Material shown »
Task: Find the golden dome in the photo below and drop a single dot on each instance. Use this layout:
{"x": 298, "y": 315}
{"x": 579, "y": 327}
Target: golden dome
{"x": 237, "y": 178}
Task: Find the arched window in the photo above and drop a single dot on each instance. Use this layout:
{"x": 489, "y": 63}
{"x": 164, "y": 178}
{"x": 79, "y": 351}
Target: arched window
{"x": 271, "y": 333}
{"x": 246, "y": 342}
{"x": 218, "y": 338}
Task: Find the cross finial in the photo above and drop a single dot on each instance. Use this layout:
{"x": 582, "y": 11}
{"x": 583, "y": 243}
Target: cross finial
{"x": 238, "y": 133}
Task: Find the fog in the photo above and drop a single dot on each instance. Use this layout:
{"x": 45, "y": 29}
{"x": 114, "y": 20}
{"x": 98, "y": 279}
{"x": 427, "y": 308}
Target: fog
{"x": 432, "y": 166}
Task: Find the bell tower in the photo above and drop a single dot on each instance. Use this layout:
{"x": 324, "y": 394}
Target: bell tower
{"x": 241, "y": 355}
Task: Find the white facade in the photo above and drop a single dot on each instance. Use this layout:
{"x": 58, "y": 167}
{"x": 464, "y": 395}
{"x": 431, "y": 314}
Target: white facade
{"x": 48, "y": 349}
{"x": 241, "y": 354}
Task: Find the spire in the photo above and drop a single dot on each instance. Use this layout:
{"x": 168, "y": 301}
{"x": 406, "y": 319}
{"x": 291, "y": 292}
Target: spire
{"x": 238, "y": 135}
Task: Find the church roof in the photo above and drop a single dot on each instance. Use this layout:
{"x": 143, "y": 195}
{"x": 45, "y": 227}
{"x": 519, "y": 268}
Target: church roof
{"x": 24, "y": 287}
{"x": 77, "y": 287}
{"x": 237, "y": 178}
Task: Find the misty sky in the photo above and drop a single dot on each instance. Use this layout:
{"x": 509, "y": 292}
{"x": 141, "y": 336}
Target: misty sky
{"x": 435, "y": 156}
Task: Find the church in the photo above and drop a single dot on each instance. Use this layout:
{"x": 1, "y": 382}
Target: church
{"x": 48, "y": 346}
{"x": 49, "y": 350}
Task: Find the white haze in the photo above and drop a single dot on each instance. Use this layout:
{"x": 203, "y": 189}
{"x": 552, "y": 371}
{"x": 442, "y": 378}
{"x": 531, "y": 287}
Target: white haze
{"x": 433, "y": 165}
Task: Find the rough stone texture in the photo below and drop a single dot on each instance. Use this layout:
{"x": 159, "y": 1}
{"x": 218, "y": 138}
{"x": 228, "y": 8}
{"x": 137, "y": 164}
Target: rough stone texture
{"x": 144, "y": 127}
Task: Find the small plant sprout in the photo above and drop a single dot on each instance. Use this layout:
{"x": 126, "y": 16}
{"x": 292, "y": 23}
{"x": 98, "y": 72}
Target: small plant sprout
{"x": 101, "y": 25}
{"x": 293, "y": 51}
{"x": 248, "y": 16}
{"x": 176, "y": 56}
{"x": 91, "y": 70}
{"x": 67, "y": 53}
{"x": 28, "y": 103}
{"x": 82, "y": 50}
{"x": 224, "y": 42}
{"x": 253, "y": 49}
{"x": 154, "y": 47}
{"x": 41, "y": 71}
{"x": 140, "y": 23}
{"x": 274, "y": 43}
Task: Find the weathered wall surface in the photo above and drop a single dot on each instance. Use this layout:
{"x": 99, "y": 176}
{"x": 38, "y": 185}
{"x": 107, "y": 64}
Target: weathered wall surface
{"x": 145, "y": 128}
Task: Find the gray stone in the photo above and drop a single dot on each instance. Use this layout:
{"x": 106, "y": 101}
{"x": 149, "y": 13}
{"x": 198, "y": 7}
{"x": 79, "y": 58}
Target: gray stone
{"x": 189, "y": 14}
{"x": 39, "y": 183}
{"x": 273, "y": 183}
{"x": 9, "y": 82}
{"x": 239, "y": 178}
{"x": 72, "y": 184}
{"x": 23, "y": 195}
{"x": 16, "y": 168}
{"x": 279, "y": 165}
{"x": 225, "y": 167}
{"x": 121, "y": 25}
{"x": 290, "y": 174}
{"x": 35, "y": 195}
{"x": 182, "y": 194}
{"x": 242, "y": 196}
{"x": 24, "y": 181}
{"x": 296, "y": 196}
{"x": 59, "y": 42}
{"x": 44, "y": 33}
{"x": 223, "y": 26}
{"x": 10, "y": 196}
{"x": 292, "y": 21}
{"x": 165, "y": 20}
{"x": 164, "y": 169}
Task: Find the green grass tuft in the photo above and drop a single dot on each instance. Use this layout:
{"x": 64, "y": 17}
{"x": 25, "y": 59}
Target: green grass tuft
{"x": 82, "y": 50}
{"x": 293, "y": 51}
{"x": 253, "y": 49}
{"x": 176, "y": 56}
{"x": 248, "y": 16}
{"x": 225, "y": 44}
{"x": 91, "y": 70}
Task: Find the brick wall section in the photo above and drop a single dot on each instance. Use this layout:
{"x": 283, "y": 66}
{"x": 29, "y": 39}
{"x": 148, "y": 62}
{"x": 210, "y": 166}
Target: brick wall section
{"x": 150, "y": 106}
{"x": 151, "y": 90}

Task details »
Lines above with the string "below" need to be found and copied.

Solved exercise »
Task: Find the golden dome in the photo below and drop a single dot on each instance. Use this layout:
Task: Find the rough stone texture in the photo below and drop a single dot on each instance. Use this layout:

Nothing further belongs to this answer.